• **Textauszug**:
© JUNGE FREIHEIT Verlag GmbH & Co. KG www.jungefreiheit.de 17/21 / 23. April 2021

Streit um Infektionsschutzgesetz
Freiheitsrechte aus dem Vollautomat
Dieter Stein

Die Nerven liegen in vielen Familien blank. Seit einem Jahr sitzen Kinder überwiegend zu Hause. Durch monatelangen Videounterricht und geschlossene Sportstätten leiden sie unter Bewegungsmangel, Abstumpfung und Lagerkoller. Parallel sind immer mehr Betreiber von Gaststätten, Hotels, Sportstudios, ein Großteil der Veranstaltungs- und Kulturbranche buchstäblich am Ende.

Immer verzweifelter fragen sich die Bürger: Wann hören diese Einschränkungen endlich auf? Wobei sie unverändert gespalten sind, was die Gefahreneinschätzung der Corona-Pandemie angeht. Denn entsetzt sind nicht wenige über grassierende Sorglosigkeit und sich ausbreitende Anarchie im öffentlichen und privaten Raum. Hinein in diese brisante Stimmung trifft das neue Infektionsschutzgesetz mit der „Bundes-Notbremse“. Nachdem vor Ostern die Ministerpräsidentenrunden in Kompetenzgerangel und Chaos endeten, zieht der Bund jetzt die Entscheidungsgewalt an sich.

• **Ihre Aufgaben**:
A. Schreiben Sie den Artikel zum Infektionsschutzgesetz von „Die Nerven liegen“ bis einschließlich „buchstäblich am Ende.“ wortgetreu ab.
B. Nennen Sie alle Leiden, unter denen die Kinder laut dem Artikel zum Infektionsschutzgesetz durch Videounterricht und geschlossene Sportstätten leiden.

• **Extrahierte Angaben**:
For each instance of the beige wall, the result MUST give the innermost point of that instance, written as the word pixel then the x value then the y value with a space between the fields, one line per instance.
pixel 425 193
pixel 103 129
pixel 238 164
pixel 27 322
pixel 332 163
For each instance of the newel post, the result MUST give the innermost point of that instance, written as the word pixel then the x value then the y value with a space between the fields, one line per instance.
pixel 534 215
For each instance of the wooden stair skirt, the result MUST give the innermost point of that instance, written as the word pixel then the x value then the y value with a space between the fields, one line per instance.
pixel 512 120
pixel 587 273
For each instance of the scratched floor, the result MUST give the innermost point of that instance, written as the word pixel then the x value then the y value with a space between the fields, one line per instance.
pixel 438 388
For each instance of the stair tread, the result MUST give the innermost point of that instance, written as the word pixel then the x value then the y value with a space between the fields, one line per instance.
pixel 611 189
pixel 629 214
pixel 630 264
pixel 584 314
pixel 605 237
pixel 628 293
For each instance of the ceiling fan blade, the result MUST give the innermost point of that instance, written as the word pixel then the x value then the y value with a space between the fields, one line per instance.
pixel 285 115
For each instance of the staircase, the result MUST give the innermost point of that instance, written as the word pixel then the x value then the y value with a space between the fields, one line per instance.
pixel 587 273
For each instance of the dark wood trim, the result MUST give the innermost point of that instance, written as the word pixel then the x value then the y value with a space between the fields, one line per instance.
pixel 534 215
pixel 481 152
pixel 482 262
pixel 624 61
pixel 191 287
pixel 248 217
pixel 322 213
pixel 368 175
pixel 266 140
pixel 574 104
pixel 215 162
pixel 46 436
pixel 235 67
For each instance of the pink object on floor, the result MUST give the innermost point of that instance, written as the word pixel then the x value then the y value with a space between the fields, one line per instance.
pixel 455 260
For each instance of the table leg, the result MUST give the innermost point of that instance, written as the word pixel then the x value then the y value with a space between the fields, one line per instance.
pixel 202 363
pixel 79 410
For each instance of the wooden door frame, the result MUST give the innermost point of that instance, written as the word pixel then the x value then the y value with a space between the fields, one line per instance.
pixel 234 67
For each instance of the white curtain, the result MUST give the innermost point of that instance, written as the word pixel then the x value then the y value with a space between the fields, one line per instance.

• **Antworten**:
A.
Die Nerven liegen in vielen Familien blank. Seit einem Jahr sitzen Kinder überwiegend zu Hause. Durch monatelangen Videounterricht und geschlossene Sportstätten leiden sie unter Bewegungsmangel, Abstumpfung und Lagerkoller. Parallel sind immer mehr Betreiber von Gaststätten, Hotels, Sportstudios, ein Großteil der Veranstaltungs- und Kulturbranche buchstäblich am Ende.

B. Bewegungsmangel, Abstumpfung, Lagerkoller